Tasks →
1) List every four-digit year mentioned in the passage on Bahrain's foreign relations, in order of appearance.
2) Answer these questions from the passage on Bahrain's foreign relations:
(a) What body resolved the territorial dispute with Qatar, and in what year?
(b) What did the Kingdom offer Saddam Hussein in the run up to the 2003 war?
(c) Which country granted Hakeem al-Araibi refugee status, and in what year?

===== Passage

However, the Kingdom opposed unilateral action against Iraq in 2003, and to the annoyance of Washington in the run up to the war sought to defuse the crisis by offering Saddam Hussein asylum as a way of avoiding war.

Bahrain-Iran relations have been strained since the Iranian Revolution and the 1981 discovery of a planned Iran-sponsored coup in Bahrain. Bahraini suspicions of the Iranian role in local unrest in the mid-1990s remain. However, with the decline of Iraq as a regional powerbroker, Bahrain has begun taking steps to improve relations with Iran and increase regional harmony. These efforts have included encouraging Bahrain-Iran trade.

The long-standing territorial dispute with Qatar over the Hawar Islands and the maritime boundary were resolved in 2001 by a compromise decision of the International Court of Justice (ICJ).

To mark Mahatma Gandhi's birthday on 2 October 2007, the Ministry of Foreign Affairs co-sponsored with the Bahrain Centre for Studies and Research and the Indian Embassy a conference on the relevance of Mahatma Gandhi’s philosophy for the Arab world in the 21st Century. The conference, attended by Arab and Indian academics, UN officials and diplomats discussed the Gandhi’s teaching of non-violence, austerity and spiritualism with particular reference to the Arab world today. Among the keynote speakers was leading liberal academic, Dr Abdulla Al Madani, who emphasised Gandhi’s moral vision: "Had he resorted to kidnapping, suicide-bombings, beheadings, or other barbarian means, his memory would not have remained rooted in the world's conscience. Believing that the credibility of one's action lay in setting a personal example, Gandhi began with himself. He quit his legal practice, gave up wearing Western-style clothing, and embraced a humble lifestyle by making his own clothes and living on a simple vegetarian diet. This, of course, differs from the practice of leaders of some Arab resistance movements, who urge their followers to boycott the West while savouring the Western lifestyle, products, and technology."

==Relations with Thailand and the Hakeem al-Araibi incident==

Bahrain's foreign relations were put under strain and its human rights record under the spotlight when in November 2018 Bahraini footballer Hakeem al-Araibi, who had been sentenced in absentia by Bahrain to 10 years in prison for vandalising a police station in 2013, was arrested upon arrival in Thailand with his wife for their honeymoon. The footballer, who had been granted refugee status by Australia in 2014, urged the Thailand authorities not to deport him to Bahrain as he had been previously tortured in Bahrain for his political views.

==========
===== Records supplied

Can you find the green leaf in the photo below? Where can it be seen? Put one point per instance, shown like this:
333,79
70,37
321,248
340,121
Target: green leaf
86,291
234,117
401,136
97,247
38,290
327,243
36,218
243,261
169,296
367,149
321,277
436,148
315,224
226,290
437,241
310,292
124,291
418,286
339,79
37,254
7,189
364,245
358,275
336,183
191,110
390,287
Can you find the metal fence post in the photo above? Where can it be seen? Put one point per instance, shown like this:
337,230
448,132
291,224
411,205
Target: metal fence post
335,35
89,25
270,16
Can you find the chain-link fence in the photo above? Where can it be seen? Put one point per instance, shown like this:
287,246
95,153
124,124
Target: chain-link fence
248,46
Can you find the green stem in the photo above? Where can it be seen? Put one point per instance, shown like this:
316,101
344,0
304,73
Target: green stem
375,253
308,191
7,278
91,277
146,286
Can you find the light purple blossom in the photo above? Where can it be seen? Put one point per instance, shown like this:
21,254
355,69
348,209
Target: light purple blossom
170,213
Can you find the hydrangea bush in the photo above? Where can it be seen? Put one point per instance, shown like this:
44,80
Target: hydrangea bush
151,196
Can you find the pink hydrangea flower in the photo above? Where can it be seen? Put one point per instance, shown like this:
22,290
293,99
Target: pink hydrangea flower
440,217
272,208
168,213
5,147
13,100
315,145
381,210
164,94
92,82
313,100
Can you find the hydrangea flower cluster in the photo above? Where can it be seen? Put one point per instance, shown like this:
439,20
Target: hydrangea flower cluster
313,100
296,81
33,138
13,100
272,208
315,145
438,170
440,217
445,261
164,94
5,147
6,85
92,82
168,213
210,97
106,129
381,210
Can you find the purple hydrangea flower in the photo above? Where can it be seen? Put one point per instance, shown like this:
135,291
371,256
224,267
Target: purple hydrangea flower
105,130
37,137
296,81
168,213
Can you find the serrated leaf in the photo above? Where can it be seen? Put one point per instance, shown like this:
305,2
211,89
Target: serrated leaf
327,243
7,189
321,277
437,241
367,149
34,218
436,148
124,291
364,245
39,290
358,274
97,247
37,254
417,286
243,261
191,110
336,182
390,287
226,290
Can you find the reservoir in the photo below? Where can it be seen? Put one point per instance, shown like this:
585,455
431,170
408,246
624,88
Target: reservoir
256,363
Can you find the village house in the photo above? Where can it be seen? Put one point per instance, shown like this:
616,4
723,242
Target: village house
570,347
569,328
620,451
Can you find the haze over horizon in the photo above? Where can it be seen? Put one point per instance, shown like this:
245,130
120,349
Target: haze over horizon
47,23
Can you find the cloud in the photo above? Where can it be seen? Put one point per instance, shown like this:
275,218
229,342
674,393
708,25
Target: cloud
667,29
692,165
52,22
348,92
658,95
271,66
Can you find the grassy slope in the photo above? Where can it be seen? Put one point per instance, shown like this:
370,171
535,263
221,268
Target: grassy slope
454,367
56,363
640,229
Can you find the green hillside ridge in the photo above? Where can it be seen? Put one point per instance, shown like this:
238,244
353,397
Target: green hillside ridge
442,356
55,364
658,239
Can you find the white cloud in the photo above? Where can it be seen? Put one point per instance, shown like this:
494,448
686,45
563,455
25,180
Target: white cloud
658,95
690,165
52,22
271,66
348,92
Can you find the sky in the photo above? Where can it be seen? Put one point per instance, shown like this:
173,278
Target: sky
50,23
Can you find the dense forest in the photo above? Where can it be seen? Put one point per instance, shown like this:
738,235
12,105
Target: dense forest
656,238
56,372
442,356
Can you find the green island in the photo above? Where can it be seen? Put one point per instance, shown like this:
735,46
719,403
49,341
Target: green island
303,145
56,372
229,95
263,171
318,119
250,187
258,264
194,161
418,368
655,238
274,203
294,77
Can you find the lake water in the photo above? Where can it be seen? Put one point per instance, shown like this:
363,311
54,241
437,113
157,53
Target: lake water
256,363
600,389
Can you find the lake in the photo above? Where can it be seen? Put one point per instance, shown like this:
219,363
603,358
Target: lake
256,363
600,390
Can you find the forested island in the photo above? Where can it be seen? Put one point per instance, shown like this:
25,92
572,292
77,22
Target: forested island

==========

Answers below →
1) 2003, 1981, 2001, 2007, 2018, 2013, 2014

2)
(a) The International Court of Justice (ICJ), in 2001
(b) Asylum
(c) Australia, in 2014